• ТЕКСТ ДЛЯ ЧТЕНИЯ:
- - - -

От пленных японцев до мировых рекордов. 97-летний штангист Вильховский о спорте и жизни
97-летний чемпион Европы по тяжелой атлетике Владимир Вильховский в интервью ТАСС рассказал о том, где встретил Великую Отечественную войну, при каких обстоятельствах стал матросом курсировавшего между СССР и США военного транспортного корабля, о своем участии в освобождении Курильских островов от японцев. Ветеран советского спорта также поделился тем, как ему удалось установить мировой рекорд в присутствии руководства МОК и что про его успех написал ТАСС.
В 2025 году, объявленном в РФ Годом защитника Отечества, страна будет праздновать два победных 80-летних юбилея: 9 мая 1945 года капитулировала нацистская Германия, 2 сентября 1945 года сдалась императорская Япония. Собеседник ТАСС внес свой вклад в разгром врага в обеих войнах, за что был награжден медалями «За победу над Германией в Великой Отечественной войне 1941–1945 гг.» и «За победу над Японией», а также матросской медалью Ушакова и орденом Отечественной войны II степени.
— Где вас застала Великая Отечественная война?
— В 1941 году наша семья жила на Донбассе в городе Сталино, который сейчас называется Донецком. Мы переехали туда с мамой в 30-х годах с Украины, спасаясь от страшного голода, о котором и сейчас не хочется вспоминать. Мой отец, как и мама, был по образованию учителем. Его не стало в конце 20-х годов, он погиб в Средней Азии, когда там шла война с басмачами.

- - - -

Записанные данные
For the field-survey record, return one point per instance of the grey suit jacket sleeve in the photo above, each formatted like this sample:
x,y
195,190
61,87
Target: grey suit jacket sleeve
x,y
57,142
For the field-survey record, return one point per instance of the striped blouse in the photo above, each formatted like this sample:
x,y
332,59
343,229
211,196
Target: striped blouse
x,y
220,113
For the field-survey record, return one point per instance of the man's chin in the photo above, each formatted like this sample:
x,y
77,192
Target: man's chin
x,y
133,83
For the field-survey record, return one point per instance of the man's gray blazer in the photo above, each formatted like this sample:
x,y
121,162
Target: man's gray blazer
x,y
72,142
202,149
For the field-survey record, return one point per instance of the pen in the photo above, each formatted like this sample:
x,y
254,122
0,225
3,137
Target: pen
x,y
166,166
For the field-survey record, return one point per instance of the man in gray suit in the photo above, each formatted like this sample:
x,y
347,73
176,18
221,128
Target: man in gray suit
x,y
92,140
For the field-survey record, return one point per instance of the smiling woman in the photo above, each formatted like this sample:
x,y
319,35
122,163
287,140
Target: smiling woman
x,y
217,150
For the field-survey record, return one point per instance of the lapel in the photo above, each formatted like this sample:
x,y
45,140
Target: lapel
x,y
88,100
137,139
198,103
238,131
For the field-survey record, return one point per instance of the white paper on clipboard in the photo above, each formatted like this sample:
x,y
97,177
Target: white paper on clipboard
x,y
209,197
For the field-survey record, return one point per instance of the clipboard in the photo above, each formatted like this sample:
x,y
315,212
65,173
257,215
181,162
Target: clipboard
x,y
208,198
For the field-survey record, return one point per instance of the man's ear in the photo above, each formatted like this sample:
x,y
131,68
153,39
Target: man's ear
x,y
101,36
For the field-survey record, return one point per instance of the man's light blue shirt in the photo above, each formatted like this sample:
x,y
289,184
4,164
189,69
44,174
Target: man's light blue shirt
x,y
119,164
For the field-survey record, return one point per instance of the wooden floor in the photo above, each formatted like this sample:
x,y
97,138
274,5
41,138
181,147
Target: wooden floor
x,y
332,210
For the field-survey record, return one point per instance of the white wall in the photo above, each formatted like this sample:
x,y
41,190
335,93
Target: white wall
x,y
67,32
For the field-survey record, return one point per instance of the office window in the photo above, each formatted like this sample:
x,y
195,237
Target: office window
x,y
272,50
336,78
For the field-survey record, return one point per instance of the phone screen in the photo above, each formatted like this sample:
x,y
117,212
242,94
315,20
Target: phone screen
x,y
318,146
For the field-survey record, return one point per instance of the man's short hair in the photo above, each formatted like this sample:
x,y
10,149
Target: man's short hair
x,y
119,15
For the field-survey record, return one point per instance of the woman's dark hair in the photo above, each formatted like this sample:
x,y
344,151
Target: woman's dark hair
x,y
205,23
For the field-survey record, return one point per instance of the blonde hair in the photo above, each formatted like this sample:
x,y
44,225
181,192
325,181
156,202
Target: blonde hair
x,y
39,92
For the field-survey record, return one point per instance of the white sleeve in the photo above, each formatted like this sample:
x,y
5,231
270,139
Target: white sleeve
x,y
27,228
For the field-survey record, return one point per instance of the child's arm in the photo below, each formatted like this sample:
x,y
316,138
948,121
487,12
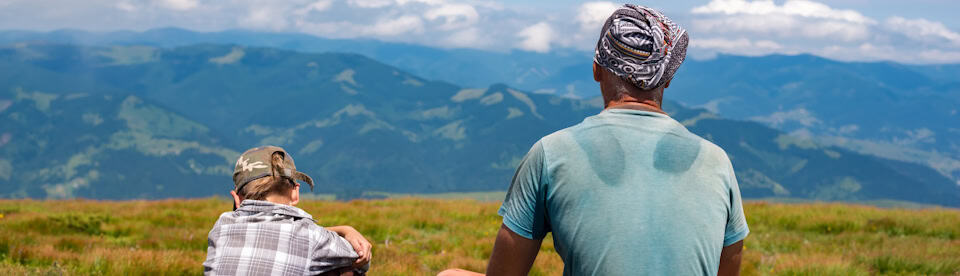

- - - -

• ЧТО СДЕЛАТЬ:
[1] Ответьте на вопросы по интервью с Владимиром Вильховским:
(a) В каком городе жила семья Вильховского в 1941 году?
(b) Какого числа сдалась императорская Япония?
(c) Кем по образованию был отец Вильховского?
[2] Перепишите отрывок из интервью с Владимиром Вильховским от слов «В 2025 году, объявленном» до слов «Великая Отечественная война?», подставив «гитлеровская Германия» вместо «нацистская Германия».
[3] Продолжите интервью с Владимиром Вильховским, начав сразу после его последнего предложения.

• ОТВЕТЫ К ЗАДАНИЯМ:
[1]
(a) В Сталино, который сейчас называется Донецком.
(b) 2 сентября 1945 года.
(c) Учителем.

[2]
В 2025 году, объявленном в РФ Годом защитника Отечества, страна будет праздновать два победных 80-летних юбилея: 9 мая 1945 года капитулировала гитлеровская Германия, 2 сентября 1945 года сдалась императорская Япония. Собеседник ТАСС внес свой вклад в разгром врага в обеих войнах, за что был награжден медалями «За победу над Германией в Великой Отечественной войне 1941–1945 гг.» и «За победу над Японией», а также матросской медалью Ушакова и орденом Отечественной войны II степени.
— Где вас застала Великая Отечественная война?

[3]
Летом 1941 года я уже был подростком и очень любил ходить в расположенный неподалеку маленький сквер, где было много лавочек, на которых отдыхали после работы или учебы жители нашего города. Особенно в этом парке любила отдыхать молодежь. В одну из теплых летних ночей я решил сходить в свой любимый парк и увидел там на одной из скамеек целующуюся молодую парочку. Но мама меня ждала дома, и я пошел спать.
А в четыре часа утра на улице раздался сильный грохот. Сначала подумал, что находившаяся неподалеку шахта обвалилась, выскочил на улицу и побежал через сквер к шахте. И тогда я увидел первых жертв той войны. Встреченная мною ночью молодая парочка осталась на скамейке навсегда, попав под град осколков от немецкой авиабомбы. Та страшная картина произвела на меня очень сильное впечатление, я со слезами побежал обратно домой.
— Донецк в октябре 1941 года был захвачен войсками вермахта. Вы жили в оккупации?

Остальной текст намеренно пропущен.